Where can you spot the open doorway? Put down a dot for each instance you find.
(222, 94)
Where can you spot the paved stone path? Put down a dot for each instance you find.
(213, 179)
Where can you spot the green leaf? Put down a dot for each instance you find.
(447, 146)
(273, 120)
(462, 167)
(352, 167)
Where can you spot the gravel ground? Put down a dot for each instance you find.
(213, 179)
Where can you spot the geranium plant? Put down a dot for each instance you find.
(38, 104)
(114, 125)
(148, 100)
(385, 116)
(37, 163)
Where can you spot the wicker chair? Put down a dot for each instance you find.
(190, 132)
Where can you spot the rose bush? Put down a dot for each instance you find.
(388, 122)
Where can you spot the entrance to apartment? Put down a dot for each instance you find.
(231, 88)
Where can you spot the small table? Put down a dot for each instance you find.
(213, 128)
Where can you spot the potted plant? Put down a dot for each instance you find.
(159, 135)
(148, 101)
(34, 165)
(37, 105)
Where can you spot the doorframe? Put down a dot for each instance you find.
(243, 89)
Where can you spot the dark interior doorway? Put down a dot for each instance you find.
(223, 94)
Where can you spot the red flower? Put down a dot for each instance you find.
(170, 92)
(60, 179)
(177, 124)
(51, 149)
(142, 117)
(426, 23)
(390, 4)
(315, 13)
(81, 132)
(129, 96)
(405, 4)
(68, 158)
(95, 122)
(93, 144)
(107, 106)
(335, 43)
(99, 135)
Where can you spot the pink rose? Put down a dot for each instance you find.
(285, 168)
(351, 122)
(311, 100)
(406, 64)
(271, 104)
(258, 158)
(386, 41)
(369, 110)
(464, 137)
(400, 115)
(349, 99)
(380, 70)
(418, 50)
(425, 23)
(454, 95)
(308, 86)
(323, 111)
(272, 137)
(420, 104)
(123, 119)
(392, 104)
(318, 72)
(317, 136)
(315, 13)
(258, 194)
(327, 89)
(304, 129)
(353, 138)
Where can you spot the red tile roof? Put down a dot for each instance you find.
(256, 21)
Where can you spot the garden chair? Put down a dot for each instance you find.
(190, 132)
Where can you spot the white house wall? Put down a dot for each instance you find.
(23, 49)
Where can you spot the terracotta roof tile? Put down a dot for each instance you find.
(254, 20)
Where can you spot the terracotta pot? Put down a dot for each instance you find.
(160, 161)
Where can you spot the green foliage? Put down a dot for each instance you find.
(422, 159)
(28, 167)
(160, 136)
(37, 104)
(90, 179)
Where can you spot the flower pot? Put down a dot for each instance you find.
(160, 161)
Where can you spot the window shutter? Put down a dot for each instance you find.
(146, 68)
+ + + +
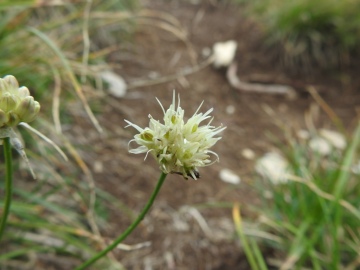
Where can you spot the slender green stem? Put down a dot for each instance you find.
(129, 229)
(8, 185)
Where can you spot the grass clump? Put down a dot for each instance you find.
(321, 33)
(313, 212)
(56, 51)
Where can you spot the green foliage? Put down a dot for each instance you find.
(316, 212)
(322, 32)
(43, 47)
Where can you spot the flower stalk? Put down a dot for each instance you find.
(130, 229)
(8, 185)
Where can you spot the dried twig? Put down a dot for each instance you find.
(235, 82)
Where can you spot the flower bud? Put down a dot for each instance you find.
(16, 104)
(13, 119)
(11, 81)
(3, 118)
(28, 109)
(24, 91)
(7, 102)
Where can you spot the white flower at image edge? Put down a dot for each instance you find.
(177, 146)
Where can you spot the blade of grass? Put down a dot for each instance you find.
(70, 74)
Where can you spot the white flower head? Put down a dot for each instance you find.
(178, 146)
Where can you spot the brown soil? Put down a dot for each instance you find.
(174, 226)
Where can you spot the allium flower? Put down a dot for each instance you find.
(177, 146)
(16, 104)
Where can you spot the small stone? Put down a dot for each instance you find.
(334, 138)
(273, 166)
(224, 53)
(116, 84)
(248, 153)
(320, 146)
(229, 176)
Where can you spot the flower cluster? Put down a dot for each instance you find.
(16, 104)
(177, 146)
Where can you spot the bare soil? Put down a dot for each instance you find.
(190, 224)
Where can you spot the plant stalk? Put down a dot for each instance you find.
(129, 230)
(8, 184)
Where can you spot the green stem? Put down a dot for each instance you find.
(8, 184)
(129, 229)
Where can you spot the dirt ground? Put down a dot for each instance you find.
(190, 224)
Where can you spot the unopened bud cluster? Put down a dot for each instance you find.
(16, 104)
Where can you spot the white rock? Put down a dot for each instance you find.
+ + + +
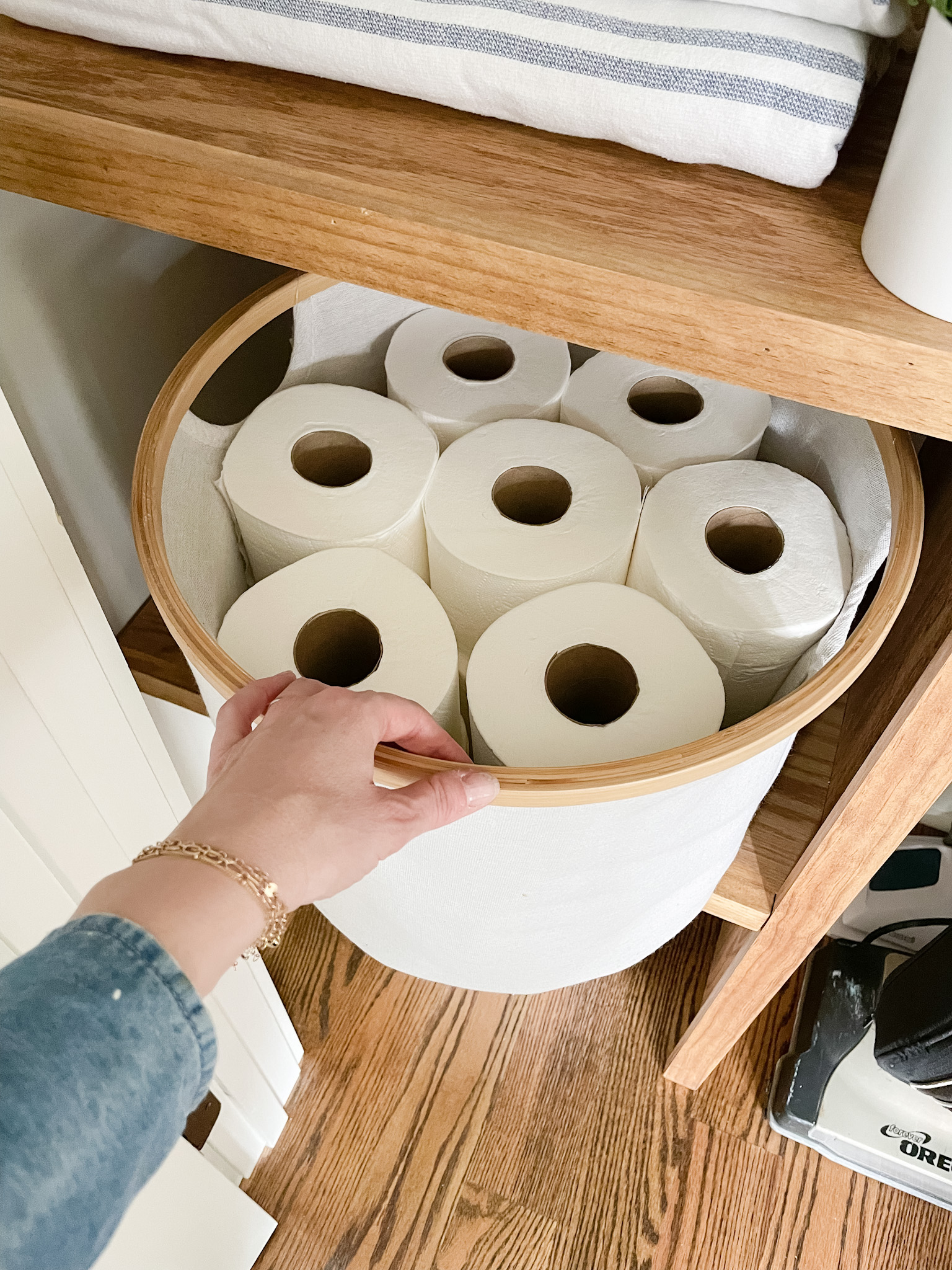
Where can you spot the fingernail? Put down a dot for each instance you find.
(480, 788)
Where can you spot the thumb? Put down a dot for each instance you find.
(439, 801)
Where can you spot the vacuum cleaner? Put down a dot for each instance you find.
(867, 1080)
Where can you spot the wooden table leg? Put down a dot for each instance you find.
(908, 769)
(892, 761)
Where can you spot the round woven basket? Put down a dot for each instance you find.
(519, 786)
+ + + +
> [What is being asked] Please find each line in the rows above that contains the word "terracotta", and copy every such line in full. Case counts.

> [Solution to the exercise]
Where can you spot the terracotta roof tile? Put down a dot for each instance you find.
Where can you spot the terracotta pot? Put down a dot for each instance you find.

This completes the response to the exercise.